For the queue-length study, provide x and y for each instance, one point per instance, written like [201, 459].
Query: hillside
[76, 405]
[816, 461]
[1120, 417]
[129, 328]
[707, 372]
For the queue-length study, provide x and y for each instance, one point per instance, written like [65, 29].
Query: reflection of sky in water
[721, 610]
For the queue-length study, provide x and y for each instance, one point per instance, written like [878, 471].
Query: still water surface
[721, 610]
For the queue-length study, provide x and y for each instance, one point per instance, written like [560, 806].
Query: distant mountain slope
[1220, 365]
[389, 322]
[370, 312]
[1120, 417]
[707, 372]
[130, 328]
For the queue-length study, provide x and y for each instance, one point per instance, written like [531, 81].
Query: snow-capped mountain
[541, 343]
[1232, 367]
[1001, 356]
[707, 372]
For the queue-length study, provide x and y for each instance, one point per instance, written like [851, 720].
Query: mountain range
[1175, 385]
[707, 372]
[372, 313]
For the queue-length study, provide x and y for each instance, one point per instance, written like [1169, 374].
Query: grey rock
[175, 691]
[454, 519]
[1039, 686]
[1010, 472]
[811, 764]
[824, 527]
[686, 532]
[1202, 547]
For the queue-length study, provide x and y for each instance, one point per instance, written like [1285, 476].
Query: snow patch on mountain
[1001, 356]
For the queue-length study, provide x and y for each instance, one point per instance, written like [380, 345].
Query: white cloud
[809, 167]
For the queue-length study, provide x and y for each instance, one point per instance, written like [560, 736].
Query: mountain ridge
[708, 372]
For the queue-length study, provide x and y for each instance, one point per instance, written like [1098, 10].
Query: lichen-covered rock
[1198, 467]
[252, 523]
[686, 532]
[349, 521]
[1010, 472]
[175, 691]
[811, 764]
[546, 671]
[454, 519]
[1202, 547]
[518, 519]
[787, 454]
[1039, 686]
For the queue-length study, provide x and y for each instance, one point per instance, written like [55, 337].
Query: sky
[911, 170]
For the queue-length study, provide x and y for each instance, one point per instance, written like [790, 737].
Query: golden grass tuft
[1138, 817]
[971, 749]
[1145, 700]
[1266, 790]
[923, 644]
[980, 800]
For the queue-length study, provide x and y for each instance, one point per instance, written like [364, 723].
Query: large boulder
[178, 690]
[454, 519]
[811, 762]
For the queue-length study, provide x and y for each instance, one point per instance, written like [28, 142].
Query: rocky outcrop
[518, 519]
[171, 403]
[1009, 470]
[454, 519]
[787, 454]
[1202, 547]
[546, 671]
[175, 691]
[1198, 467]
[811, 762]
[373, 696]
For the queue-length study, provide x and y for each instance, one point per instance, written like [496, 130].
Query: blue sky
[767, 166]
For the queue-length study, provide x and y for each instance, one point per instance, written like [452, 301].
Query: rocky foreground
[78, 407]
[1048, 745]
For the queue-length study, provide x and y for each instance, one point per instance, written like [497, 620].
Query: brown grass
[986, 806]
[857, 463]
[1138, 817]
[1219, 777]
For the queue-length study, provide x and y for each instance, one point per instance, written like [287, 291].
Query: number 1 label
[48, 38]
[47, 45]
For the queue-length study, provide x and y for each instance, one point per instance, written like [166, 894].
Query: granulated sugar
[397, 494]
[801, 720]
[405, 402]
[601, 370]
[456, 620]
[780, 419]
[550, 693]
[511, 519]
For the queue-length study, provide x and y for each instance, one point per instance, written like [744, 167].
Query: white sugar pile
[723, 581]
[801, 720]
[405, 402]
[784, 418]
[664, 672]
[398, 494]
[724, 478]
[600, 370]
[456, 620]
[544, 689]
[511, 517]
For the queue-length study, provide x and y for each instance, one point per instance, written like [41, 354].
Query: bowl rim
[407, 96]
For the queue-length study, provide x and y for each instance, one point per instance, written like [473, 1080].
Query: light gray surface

-- -- --

## REQUIREMENT
Copy these lines from the items above verbatim, starting with the line that contains "like [496, 130]." and stopping after the line that contains "[1048, 745]".

## THE SOLUTION
For the queue-length study, provide x and y for each instance, one point per instance, written like [496, 130].
Query: blue sky
[767, 166]
For the queue-length study, provide x and y for each instance, one point per instance, written like [452, 301].
Query: rocky foreground
[78, 407]
[1048, 745]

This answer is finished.